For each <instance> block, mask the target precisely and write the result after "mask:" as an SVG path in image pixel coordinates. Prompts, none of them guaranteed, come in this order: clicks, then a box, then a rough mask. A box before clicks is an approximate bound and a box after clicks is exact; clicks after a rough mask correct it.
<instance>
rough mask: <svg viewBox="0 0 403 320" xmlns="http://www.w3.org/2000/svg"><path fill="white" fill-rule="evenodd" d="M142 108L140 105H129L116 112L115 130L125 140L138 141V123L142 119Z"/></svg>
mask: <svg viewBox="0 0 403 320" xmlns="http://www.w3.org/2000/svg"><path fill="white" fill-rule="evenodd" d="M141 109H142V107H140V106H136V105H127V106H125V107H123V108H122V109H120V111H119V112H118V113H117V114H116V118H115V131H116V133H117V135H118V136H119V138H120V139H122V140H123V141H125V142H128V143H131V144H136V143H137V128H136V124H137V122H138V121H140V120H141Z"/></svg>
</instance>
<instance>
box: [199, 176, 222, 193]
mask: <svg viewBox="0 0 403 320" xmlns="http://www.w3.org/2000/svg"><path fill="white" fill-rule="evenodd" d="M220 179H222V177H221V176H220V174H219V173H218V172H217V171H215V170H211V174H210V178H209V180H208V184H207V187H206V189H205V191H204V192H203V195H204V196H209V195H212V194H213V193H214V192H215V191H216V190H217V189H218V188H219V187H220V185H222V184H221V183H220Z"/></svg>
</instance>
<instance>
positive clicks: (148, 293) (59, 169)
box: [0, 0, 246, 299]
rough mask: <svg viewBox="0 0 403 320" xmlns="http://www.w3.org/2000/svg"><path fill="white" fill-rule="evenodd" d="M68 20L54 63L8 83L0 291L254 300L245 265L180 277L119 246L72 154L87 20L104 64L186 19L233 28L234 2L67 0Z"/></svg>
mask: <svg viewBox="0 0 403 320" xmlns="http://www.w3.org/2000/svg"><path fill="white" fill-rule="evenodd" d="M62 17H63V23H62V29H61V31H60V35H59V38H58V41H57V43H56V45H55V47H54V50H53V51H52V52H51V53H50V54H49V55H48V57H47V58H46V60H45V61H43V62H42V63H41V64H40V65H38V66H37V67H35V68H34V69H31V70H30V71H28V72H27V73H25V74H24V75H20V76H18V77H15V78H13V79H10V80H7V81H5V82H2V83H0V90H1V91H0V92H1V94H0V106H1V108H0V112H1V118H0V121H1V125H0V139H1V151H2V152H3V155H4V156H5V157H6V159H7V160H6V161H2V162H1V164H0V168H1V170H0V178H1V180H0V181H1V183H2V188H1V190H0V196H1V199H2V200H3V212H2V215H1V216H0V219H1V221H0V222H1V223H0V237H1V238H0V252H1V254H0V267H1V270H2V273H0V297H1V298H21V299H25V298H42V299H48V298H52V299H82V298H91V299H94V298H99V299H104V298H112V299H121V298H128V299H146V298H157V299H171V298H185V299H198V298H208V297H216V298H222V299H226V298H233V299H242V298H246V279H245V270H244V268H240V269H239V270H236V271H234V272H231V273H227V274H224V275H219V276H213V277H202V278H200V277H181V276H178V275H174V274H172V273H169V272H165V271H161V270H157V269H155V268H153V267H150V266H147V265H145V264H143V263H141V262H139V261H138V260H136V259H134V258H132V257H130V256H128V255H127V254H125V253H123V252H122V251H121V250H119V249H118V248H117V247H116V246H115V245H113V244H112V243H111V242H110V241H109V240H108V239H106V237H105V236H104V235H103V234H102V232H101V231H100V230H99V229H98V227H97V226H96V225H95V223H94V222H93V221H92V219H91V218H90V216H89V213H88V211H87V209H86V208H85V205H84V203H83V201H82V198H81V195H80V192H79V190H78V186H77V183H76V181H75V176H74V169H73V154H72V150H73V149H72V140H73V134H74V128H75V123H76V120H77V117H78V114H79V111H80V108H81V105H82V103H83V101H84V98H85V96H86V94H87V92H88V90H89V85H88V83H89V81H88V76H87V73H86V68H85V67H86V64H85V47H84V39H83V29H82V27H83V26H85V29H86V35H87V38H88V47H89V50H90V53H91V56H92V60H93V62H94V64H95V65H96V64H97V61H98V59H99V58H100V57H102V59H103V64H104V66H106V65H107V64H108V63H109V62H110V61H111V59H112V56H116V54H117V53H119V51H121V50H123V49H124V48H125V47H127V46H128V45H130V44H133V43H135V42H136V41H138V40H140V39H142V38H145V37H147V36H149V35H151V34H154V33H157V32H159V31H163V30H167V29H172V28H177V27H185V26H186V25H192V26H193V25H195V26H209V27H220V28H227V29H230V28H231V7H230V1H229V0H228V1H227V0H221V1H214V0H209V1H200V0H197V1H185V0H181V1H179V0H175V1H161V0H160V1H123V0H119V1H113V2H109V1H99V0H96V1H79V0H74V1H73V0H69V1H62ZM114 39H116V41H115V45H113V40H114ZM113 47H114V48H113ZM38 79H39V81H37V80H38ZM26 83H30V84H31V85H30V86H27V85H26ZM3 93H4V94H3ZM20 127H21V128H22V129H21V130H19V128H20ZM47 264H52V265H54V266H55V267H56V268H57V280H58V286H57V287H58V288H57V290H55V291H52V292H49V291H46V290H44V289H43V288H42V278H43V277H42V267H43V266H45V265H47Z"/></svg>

#### Instructions to follow
Collect every line of the data above that contains the string "clicks", and reproduce each such line in full.

#### Response area
For each <instance> block, mask the target precisely and write the result after "mask:" as an SVG path in image pixel coordinates. Prompts, none of them guaranteed, come in this order: clicks, then a box, then a rough mask. A box before clicks is an approximate bound and a box after clicks is exact; clicks after a rough mask correct it.
positive clicks: (148, 293) (59, 169)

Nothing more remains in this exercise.